> **Assignment**: Can you rewrite the xenotransplant article from "To prevent the" to "and challenges here).", swapping "anti-rejection therapies" for "immunosuppressive drugs"?

----- Text segment -----

Xenotransplant patient is well (fingers crossed)

Richard Slayman – Credit New York Times

This is good news, to be celebrated with caution. The first patient with a CRISPR-edited pig kidney has left the hospital. A little over two weeks have passed since the surgery at Massachusetts General Hospital, but according to U.S. press reports, Richard Slayman is well enough to have been discharged. Fingers crossed, then, for this 62-year-old man who, thanks to a xeno-rene, no longer needs dialysis.

Before him, two patients had the courage and opportunity to have a pig heart transplanted, both of whom died after a few weeks: David Bennett from a porcine virus infection, Lawrence Faucette from rejection. Specialists believe that the risk of xeno-organs carrying some porcine pathogen can be kept in check with better practices.

To prevent the human immune system from attacking the animal organ, donor pigs are genetically multi-edited, and patients receive anti-rejection therapies, but the risk is always lurking and long-term success stories will be needed before large-scale clinical trials can begin (we reviewed progress and challenges here).

Useful in this pathway are pig-to-monkey transplants and also transplants on brain-dead people who have donated their bodies to science and are kept artificially alive for a while for the purpose of studying the xeno-organ functionality (this approach has already been used for the kidney and, more recently, for the pig liver ).

----- Supplied records -----

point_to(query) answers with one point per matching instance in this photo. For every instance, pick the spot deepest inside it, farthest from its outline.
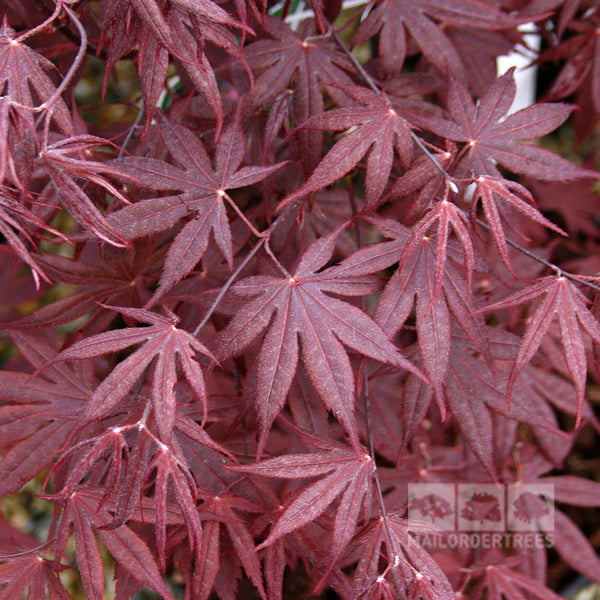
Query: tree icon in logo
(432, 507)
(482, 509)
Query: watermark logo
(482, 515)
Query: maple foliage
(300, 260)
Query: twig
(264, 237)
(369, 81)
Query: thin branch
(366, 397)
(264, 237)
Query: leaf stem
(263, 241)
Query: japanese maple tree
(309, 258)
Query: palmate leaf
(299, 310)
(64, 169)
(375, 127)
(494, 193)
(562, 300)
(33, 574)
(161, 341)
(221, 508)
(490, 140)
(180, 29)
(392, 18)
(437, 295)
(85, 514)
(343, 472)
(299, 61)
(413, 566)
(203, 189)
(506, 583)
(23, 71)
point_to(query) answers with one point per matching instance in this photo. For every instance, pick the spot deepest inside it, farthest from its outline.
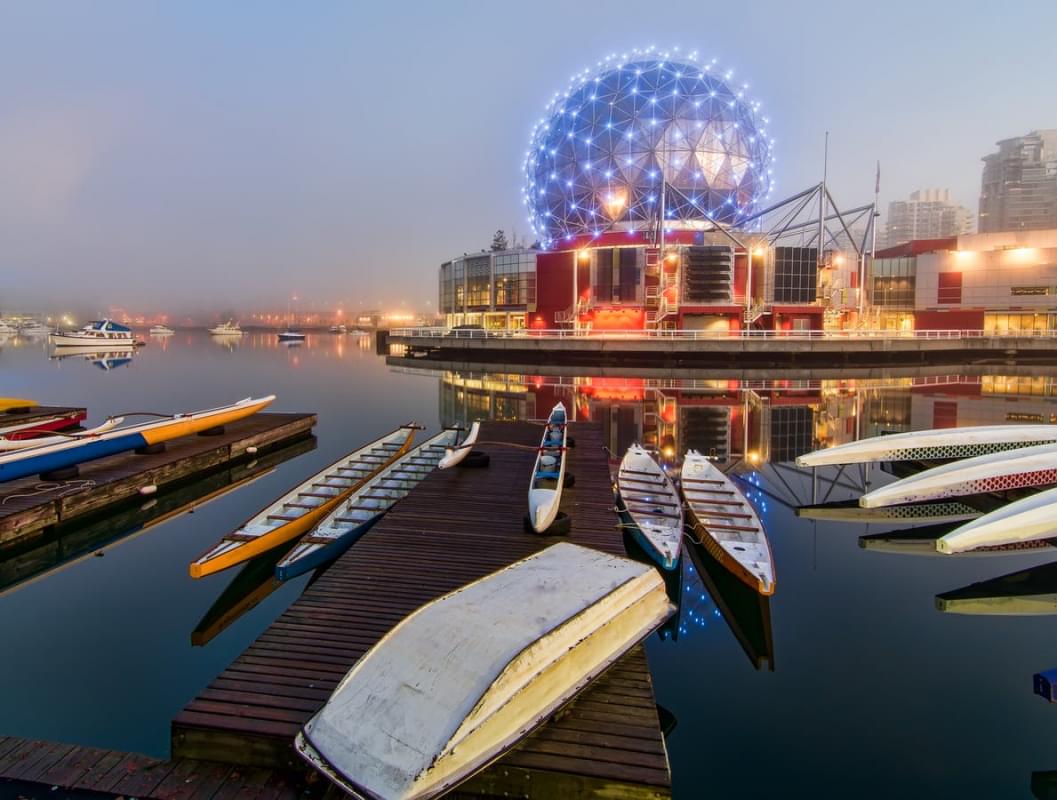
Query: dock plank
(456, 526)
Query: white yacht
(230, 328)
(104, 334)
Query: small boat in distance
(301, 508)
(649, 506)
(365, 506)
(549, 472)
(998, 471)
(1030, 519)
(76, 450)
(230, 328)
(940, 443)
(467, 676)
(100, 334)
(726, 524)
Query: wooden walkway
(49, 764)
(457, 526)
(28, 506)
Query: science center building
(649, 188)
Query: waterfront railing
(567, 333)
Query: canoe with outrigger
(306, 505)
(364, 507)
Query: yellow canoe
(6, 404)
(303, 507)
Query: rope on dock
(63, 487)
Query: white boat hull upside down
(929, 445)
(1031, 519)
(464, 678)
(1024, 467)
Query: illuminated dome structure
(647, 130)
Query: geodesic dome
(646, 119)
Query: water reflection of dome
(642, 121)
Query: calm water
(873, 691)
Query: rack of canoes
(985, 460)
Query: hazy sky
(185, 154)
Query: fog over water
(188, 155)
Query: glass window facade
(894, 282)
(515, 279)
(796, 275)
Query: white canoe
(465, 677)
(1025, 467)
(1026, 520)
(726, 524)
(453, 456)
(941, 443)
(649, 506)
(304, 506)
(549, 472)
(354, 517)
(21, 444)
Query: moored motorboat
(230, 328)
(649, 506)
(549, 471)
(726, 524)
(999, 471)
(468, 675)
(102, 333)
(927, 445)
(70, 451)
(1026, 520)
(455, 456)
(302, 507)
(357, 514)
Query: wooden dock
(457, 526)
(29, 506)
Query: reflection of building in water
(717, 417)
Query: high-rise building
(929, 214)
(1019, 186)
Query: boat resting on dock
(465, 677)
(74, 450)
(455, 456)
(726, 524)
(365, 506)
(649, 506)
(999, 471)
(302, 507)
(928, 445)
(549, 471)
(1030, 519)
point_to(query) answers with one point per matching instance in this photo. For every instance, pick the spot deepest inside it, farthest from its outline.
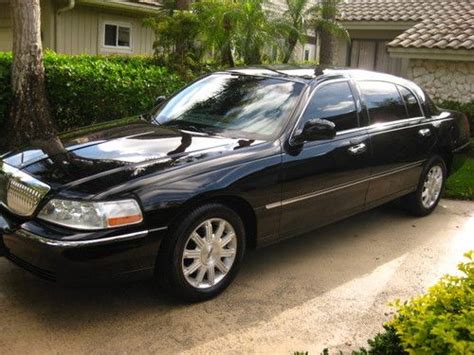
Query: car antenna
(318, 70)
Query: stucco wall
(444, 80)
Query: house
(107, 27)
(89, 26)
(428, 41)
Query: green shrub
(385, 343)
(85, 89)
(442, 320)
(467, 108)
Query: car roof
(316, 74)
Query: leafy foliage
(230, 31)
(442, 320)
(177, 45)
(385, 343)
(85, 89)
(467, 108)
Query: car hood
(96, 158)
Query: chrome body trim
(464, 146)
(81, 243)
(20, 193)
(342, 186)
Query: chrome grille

-----

> **Problem solution**:
To prevent the human immune system from attacking the animal organ, donor pigs are genetically multi-edited, and patients receive immunosuppressive drugs, but the risk is always lurking and long-term success stories will be needed before large-scale clinical trials can begin (we reviewed progress and challenges here).